**Given task a:** Please recast everything in the records from their start down to the line containing "ring rule: even-odd" as a numbered list, leaving out any blank lines.

= Jannik Hastrup =

Danish writer (born 1941)

Jannik Hastrup (born 4 May 1941 in Næstved, Denmark) is a Danish writer, director, producer, illustrator and animator. He is considered "Denmark's grand master of animation", as he is particularly well known for directing, animating and writing several animated films, occasionally with Flemming Quist Møller, including Benny's Bathtub, Dreaming of Paradise, Samson & Sally, War of the Birds, The Monkeys and the Secret Weapon, The Boy Who Wanted to Be a Bear and A Tale of Two Mozzies. He also directed, wrote and animated a number of shorts following Cirkeline the elf. He also founded his own animation studio called "Dansk Tegnefilm".

**Given task b:** Decide whether each statement agrees with the text on Jannik Hastrup, answering yes or no and quoting the deciding words: (i) Hastrup was born in Copenhagen. (ii) He founded an animation studio named Dansk Tegnefilm. (iii) He directed shorts about Cirkeline the elf.

**Input data:**
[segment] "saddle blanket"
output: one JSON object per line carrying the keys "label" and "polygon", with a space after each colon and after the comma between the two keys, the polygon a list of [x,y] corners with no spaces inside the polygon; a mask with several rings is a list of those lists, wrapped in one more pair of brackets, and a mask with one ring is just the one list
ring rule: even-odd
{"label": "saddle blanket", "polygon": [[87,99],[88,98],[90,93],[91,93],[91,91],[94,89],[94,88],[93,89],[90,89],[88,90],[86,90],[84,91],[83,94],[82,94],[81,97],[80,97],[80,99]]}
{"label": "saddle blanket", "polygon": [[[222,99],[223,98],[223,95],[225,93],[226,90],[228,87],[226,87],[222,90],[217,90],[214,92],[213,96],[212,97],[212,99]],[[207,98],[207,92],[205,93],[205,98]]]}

**Task solution a:**
1. [segment] "saddle blanket"
2. output: one JSON object per line carrying the keys "label" and "polygon", with a space after each colon and after the comma between the two keys, the polygon a list of [x,y] corners with no spaces inside the polygon; a mask with several rings is a list of those lists, wrapped in one more pair of brackets, and a mask with one ring is just the one list
3. ring rule: even-odd

**Task solution b:**
(i) No: "born 4 May 1941 in Næstved, Denmark"
(ii) Yes: "He also founded his own animation studio called "Dansk Tegnefilm"."
(iii) Yes: "He also directed, wrote and animated a number of shorts following Cirkeline the elf."